Page extract:
Next time please file an installation report [1] instead of sending an 
email to the list.

Thanks for your elaborate report though. Overall I'd say your installation 
was successful.

[1] http://d-i.alioth.debian.org/manual/en.i386/ch05s03.html#submit-bug

Cheers,
FJP


On Sunday 09 July 2006 05:08, Adam Borowski wrote:
> I wonder what's the purpose in shipping loadlin these days.  It
> needs to be run in real mode, and AFAIK even Windows98 can't be
> forced to start it.  The incidence of real-mode-capable DOS is so low
> that loadlin can be reasonably purged from any space-tight images.

You can run it from a windows 98 boot floppy. There is also drdos and 
freedos...

> On the other hand, if you insist on keeping loadlin, please provide a
> .bat file.  A beginner user won't know to look in isolinux.cfg to
> copy the append line; also, there's no GPM in stone-age OSes...

We should document it better, that is true (and ship a more recent 
version). On my TODO list, but fairly low down.

> 2. [G-I]: If the graphics card is not VESA-compliant, the error
> message about an invalid _text_ mode can be confusing.

Could you please give us the exact message? I would guess it is a kernel 
message though, so nothing we can influence.

Problem set:
a) List every option FJP gives in the mailing list reply for running loadlin.
b) Carry on the mailing list reply about the installation report, starting after its last sentence.

Data listing:

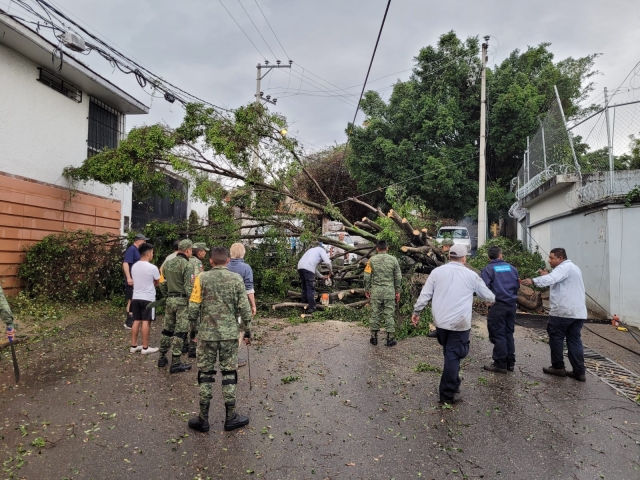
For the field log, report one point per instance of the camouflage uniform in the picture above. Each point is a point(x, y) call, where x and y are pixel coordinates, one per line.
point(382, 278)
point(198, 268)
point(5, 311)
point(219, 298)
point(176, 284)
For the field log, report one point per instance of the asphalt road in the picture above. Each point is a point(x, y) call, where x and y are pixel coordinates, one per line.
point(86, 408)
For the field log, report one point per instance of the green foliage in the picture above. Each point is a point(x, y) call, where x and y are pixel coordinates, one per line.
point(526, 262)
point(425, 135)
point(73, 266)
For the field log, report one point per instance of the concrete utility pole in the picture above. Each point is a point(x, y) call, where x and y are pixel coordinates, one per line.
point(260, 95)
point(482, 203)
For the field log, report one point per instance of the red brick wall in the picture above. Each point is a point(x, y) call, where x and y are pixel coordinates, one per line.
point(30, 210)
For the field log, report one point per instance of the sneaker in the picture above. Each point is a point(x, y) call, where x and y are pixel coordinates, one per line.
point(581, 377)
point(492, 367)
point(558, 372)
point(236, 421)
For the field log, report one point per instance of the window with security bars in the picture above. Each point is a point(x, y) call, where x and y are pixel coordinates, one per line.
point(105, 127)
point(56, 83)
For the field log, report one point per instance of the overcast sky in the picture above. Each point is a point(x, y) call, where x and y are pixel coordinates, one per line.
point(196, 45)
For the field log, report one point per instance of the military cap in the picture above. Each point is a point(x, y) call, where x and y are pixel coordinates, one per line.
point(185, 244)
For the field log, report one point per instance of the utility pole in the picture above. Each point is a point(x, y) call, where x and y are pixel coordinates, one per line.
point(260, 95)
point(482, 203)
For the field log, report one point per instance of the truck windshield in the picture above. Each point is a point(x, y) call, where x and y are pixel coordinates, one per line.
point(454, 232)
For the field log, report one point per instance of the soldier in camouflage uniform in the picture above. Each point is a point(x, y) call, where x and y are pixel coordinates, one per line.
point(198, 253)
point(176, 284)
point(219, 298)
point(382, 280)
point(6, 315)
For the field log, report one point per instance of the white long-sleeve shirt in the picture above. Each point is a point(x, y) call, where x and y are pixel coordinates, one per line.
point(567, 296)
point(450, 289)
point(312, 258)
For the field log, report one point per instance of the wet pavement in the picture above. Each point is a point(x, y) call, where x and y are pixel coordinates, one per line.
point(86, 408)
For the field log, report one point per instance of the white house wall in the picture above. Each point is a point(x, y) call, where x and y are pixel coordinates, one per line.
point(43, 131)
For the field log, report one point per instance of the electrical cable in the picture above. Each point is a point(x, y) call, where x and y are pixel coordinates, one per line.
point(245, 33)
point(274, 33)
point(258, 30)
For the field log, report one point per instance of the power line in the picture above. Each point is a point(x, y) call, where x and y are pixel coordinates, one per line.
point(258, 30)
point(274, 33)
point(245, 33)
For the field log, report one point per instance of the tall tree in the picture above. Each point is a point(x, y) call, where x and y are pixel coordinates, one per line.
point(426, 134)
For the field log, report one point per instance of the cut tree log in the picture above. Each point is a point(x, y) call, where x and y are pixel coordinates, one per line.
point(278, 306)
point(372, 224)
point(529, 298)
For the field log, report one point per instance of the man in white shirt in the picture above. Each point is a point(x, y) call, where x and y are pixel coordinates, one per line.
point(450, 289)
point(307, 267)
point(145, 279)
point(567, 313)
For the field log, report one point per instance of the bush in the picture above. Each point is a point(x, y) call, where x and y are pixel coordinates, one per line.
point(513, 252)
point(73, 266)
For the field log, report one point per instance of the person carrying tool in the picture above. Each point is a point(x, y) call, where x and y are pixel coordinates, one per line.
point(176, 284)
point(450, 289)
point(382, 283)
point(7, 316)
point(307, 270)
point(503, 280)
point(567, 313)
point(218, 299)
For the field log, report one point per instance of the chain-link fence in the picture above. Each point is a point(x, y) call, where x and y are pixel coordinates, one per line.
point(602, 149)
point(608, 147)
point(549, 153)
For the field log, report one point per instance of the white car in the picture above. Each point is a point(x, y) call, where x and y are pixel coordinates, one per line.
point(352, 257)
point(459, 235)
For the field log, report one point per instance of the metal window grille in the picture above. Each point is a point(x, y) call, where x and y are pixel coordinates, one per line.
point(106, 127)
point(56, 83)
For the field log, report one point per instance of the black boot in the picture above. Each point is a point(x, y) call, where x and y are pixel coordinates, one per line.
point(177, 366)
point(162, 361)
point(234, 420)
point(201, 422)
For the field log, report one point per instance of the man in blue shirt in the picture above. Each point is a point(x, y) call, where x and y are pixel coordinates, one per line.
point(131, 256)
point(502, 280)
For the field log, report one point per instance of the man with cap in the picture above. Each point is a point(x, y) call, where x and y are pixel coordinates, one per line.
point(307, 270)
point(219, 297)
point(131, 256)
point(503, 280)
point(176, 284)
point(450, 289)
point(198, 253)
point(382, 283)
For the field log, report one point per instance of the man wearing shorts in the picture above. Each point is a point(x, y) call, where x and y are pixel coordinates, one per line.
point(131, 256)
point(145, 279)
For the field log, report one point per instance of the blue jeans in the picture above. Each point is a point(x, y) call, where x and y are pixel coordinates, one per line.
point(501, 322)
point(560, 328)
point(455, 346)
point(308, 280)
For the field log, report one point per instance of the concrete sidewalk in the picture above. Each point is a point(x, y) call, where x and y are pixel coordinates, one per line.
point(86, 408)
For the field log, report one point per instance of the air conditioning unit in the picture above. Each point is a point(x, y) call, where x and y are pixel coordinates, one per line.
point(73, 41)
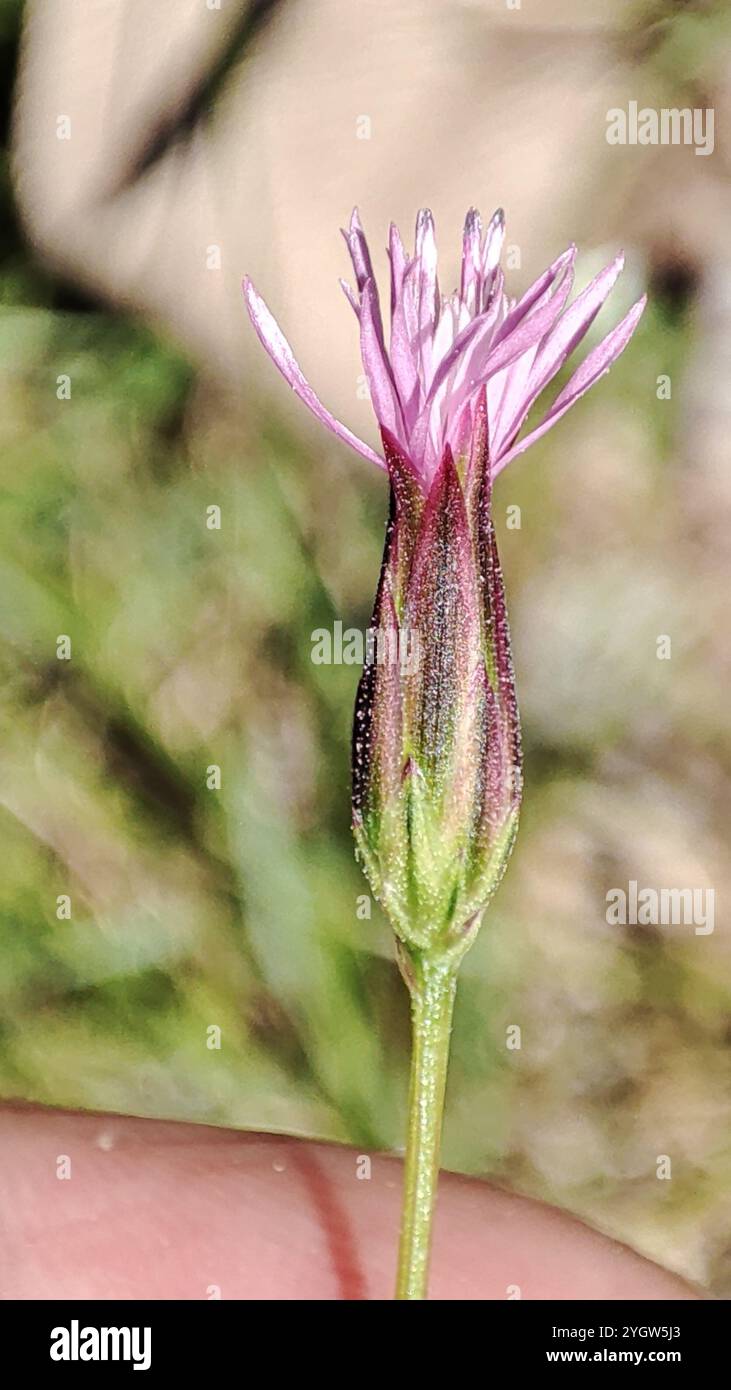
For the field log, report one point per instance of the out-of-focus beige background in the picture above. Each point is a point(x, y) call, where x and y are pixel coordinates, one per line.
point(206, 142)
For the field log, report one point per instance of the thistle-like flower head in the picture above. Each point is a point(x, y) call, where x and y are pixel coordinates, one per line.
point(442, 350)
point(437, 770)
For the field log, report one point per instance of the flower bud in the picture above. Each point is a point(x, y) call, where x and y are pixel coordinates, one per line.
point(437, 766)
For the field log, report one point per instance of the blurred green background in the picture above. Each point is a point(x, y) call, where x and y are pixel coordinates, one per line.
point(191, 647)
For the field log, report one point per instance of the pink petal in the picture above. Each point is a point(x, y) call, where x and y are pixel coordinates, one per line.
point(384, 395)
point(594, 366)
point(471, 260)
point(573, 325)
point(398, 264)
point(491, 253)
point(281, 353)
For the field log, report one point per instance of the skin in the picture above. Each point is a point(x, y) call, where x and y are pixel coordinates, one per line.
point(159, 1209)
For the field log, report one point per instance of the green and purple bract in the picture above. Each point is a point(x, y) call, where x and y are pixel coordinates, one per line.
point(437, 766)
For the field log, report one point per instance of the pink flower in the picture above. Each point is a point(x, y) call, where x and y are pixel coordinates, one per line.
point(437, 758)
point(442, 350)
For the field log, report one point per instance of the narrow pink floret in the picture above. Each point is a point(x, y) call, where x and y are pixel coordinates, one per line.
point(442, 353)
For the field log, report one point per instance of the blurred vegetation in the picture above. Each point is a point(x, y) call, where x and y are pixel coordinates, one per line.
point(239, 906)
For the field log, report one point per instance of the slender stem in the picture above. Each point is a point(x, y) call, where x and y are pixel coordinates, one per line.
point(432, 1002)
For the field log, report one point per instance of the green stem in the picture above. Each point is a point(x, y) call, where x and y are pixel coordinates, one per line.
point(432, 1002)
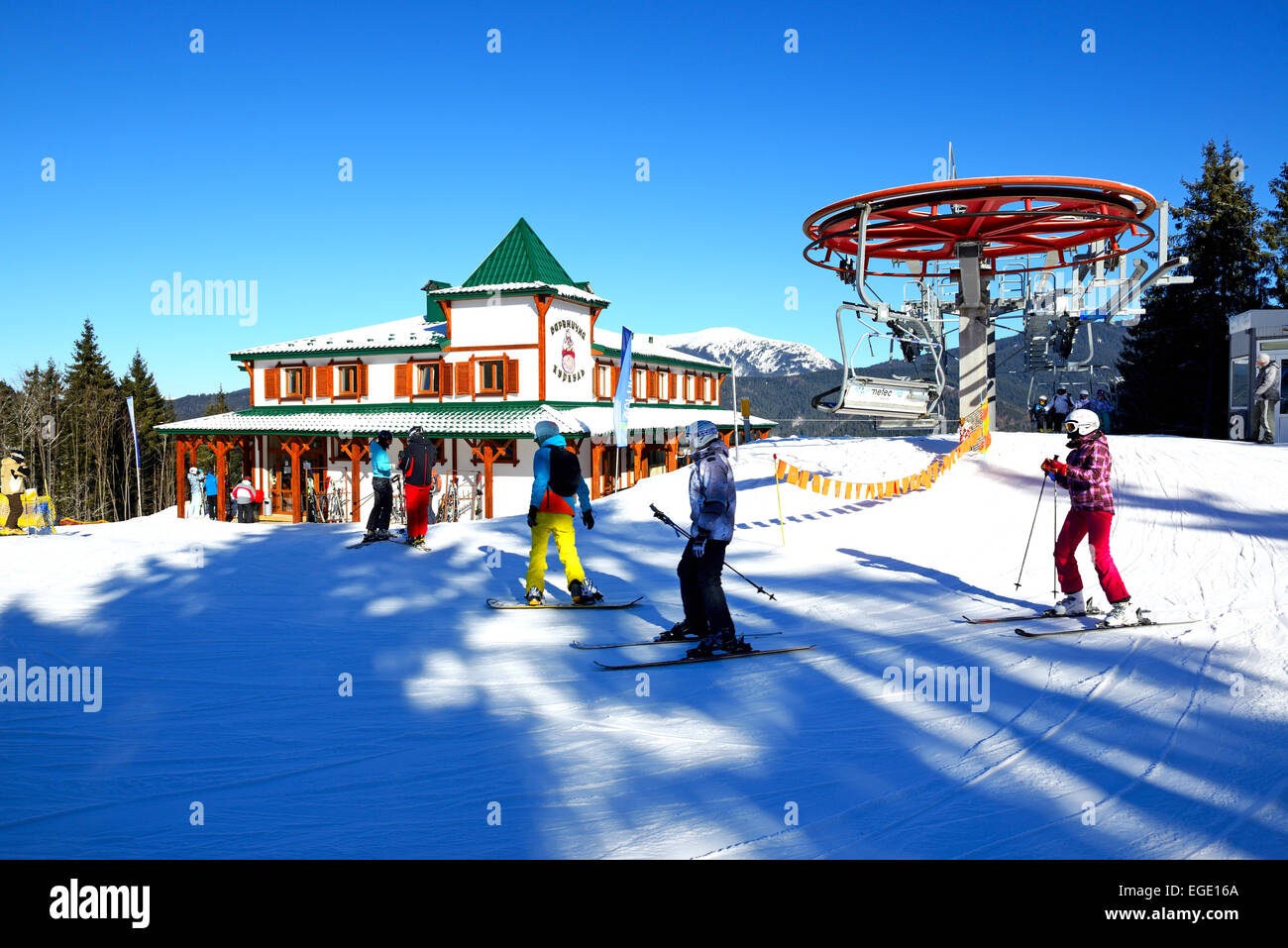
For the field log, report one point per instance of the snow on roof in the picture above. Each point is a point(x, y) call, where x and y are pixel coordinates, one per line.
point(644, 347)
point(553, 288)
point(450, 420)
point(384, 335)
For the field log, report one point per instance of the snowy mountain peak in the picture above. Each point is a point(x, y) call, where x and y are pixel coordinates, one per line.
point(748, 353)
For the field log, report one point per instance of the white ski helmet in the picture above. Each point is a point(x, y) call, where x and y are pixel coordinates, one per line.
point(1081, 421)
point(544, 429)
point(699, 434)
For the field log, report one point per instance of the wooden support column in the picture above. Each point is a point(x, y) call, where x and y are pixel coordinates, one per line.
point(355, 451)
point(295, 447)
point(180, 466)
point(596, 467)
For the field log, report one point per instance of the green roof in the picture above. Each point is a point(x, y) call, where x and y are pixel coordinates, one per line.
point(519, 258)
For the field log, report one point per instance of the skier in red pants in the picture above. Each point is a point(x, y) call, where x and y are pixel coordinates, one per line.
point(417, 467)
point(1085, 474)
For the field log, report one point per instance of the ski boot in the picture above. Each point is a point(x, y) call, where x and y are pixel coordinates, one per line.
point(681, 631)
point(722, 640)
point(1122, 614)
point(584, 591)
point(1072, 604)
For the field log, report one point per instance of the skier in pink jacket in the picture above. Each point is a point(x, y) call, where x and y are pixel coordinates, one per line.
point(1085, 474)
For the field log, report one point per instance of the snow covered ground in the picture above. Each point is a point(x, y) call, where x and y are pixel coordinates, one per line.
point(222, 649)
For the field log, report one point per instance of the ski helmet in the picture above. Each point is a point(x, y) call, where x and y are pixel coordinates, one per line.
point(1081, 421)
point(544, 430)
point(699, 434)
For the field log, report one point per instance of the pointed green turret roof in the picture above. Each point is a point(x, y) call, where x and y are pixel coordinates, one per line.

Answers to the exercises:
a)
- a windows 98 boot floppy
- drdos
- freedos

b)
> 3. [G-I]: On lowmem, it would be better to flat-out refuse to run the
> graphical installer; a blank screen is an ugly way to die.

Already answered.

> 4. [G-I] [Off-topic]: As you already don't support my magnificent 486
> and similar, why won't you slap any theme on?  The current widgets
> are hideous, and since there's space for games...

This is still Beta. We are working on that before the release, though as 
always opinions differ:
http://www.yepthatsme.com/2006/07/08/debian-graphical-installer-excellent-work-guys/ 

> 5. A question "Choose a country, territory or area" has "Choose
> language" on the dialog caption.  What language, who, where?
> Especially as lowmem just gave me a message about continuing in
> English, this can be confusing.  What about "Choose location"?

Already answered.

> 6. As proceeding through module selection on lowmem is doomed to
> lose, the user needs to turn swap on before.  Too bad, the initial
> lowmem message doesn't suggest _when_ swap can be turned on.
>
> Various points:
> * the lowmem message: console 2 is not yet available
> * "Detecting CD-ROMs": this is when ide drivers are probed
> * d-i module selection: can't continue past
>
> A simple hint in the lowmem message would save people some time.

Not sure about that as IIRC swap is turned off again during partitioning. 
However, I'm not a lowmem expert. The most important part is not to load 
more modules than you strictly need.

> 7. On 24MB+37MB swap, even with no extra d-i modules chosen, anna
> goes into an OOM loop.  Increasing the swap to 100MB doesn't help
> either.

We test releases at 32 and 48 MB. I'm not completely surprised that 24 MB 
does not work. We already know that the current lowmem levels need to be 
checked and probably adjusted.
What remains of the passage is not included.